• [WRITTEN TASK]
Retype the listing that follows, word for word.

::: RECORD EXCERPTS

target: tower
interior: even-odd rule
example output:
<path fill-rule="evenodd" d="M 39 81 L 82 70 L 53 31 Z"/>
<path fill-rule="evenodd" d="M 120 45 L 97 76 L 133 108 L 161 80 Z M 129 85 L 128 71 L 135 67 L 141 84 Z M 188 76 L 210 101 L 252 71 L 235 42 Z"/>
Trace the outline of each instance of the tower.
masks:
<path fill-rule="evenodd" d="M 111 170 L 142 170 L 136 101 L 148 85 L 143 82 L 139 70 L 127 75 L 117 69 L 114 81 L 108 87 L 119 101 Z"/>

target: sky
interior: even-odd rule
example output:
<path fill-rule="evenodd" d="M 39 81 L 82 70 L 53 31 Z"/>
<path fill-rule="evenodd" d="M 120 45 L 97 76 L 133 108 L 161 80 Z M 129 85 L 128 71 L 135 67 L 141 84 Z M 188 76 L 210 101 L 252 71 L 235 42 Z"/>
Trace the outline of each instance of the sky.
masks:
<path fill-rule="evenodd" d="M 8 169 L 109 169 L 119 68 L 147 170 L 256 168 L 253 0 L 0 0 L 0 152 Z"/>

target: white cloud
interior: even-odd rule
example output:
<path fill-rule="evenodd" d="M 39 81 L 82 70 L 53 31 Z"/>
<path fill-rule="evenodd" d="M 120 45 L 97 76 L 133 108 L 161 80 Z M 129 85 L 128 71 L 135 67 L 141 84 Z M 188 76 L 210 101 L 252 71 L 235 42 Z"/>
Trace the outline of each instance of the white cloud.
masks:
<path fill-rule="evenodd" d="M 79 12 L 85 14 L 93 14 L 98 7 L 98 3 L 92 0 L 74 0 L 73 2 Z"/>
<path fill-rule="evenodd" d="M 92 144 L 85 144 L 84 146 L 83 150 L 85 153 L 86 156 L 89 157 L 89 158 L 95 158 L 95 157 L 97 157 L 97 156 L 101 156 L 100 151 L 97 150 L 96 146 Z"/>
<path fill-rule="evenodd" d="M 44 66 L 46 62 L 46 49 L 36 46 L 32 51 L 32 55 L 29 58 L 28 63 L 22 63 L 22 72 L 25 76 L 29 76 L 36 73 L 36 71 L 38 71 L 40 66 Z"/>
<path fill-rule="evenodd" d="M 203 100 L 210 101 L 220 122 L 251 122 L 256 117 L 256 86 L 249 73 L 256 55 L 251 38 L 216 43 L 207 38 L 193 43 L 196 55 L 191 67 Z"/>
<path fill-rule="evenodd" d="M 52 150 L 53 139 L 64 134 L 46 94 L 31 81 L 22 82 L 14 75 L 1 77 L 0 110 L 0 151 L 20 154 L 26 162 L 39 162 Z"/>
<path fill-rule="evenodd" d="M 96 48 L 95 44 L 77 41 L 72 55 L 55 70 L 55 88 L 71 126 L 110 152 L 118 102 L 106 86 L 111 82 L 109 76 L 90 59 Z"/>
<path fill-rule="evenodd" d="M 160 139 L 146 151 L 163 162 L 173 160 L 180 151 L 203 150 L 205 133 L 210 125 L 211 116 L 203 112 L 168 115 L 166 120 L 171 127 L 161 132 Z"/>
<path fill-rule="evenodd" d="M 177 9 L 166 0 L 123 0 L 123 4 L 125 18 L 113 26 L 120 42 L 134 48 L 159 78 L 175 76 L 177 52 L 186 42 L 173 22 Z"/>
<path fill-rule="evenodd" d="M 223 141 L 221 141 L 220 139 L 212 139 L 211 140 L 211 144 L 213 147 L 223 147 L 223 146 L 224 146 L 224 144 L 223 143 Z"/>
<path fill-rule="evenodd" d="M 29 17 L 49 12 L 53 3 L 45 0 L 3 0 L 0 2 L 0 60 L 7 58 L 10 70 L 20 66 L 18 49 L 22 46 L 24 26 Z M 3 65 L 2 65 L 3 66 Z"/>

::::::

• [FINISHED TASK]
target: tower
interior: even-odd rule
example output:
<path fill-rule="evenodd" d="M 39 81 L 82 70 L 53 31 Z"/>
<path fill-rule="evenodd" d="M 120 45 L 97 76 L 133 108 L 161 80 Z M 129 85 L 128 71 L 135 67 L 141 84 Z M 188 76 L 210 101 L 252 71 L 235 42 Z"/>
Trace the outline of each instance of the tower.
masks:
<path fill-rule="evenodd" d="M 111 170 L 142 170 L 136 101 L 148 85 L 143 82 L 139 70 L 127 75 L 117 69 L 114 81 L 108 87 L 119 101 Z"/>

target: sky
interior: even-odd rule
example output:
<path fill-rule="evenodd" d="M 39 81 L 82 70 L 53 31 Z"/>
<path fill-rule="evenodd" d="M 120 45 L 97 76 L 133 108 L 161 80 Z M 129 85 L 128 71 L 135 67 L 141 84 Z M 188 76 L 210 101 L 252 71 L 235 42 Z"/>
Trace the outline of each instance of the sky.
masks:
<path fill-rule="evenodd" d="M 8 169 L 109 169 L 119 68 L 147 170 L 256 168 L 253 0 L 0 0 L 0 152 Z"/>

target: white cloud
interior: even-odd rule
example output:
<path fill-rule="evenodd" d="M 39 81 L 82 70 L 53 31 Z"/>
<path fill-rule="evenodd" d="M 120 45 L 97 76 L 133 108 L 161 80 Z M 129 85 L 128 71 L 135 67 L 141 84 Z M 188 76 L 210 101 L 252 71 L 235 42 Z"/>
Trace the outline of each instance of the white cloud.
masks:
<path fill-rule="evenodd" d="M 79 12 L 85 14 L 93 14 L 98 7 L 98 3 L 92 0 L 74 0 L 73 2 Z"/>
<path fill-rule="evenodd" d="M 92 144 L 85 144 L 84 146 L 83 150 L 85 153 L 86 156 L 89 157 L 89 158 L 95 158 L 95 157 L 97 157 L 97 156 L 101 156 L 100 151 L 97 150 L 96 146 Z"/>
<path fill-rule="evenodd" d="M 44 66 L 46 62 L 46 49 L 36 46 L 32 51 L 32 55 L 29 58 L 28 63 L 22 63 L 22 72 L 25 76 L 29 76 L 36 73 L 36 71 L 38 71 L 40 66 Z"/>
<path fill-rule="evenodd" d="M 203 100 L 210 101 L 220 122 L 251 122 L 256 117 L 256 86 L 249 73 L 256 55 L 251 38 L 216 43 L 207 38 L 193 43 L 196 55 L 191 67 Z"/>
<path fill-rule="evenodd" d="M 52 150 L 53 139 L 64 134 L 46 94 L 31 81 L 22 82 L 14 75 L 1 77 L 0 110 L 0 151 L 20 154 L 26 162 L 39 162 Z"/>
<path fill-rule="evenodd" d="M 96 48 L 95 44 L 77 41 L 72 55 L 55 70 L 55 88 L 71 126 L 110 152 L 118 102 L 106 86 L 111 82 L 109 76 L 90 59 Z"/>
<path fill-rule="evenodd" d="M 160 139 L 146 151 L 163 162 L 173 160 L 180 151 L 203 150 L 205 133 L 210 125 L 211 116 L 203 112 L 168 115 L 166 120 L 171 127 L 161 132 Z"/>
<path fill-rule="evenodd" d="M 177 9 L 166 0 L 123 0 L 123 4 L 125 18 L 113 26 L 120 42 L 134 48 L 159 78 L 175 76 L 177 52 L 186 42 L 173 22 Z"/>
<path fill-rule="evenodd" d="M 223 141 L 221 141 L 220 139 L 212 139 L 211 140 L 211 144 L 213 147 L 223 147 L 223 146 L 224 146 L 224 144 L 223 143 Z"/>
<path fill-rule="evenodd" d="M 29 17 L 49 12 L 53 3 L 45 0 L 3 0 L 0 2 L 0 60 L 7 58 L 10 70 L 20 66 L 18 49 L 22 46 L 24 26 Z M 3 65 L 2 65 L 3 66 Z"/>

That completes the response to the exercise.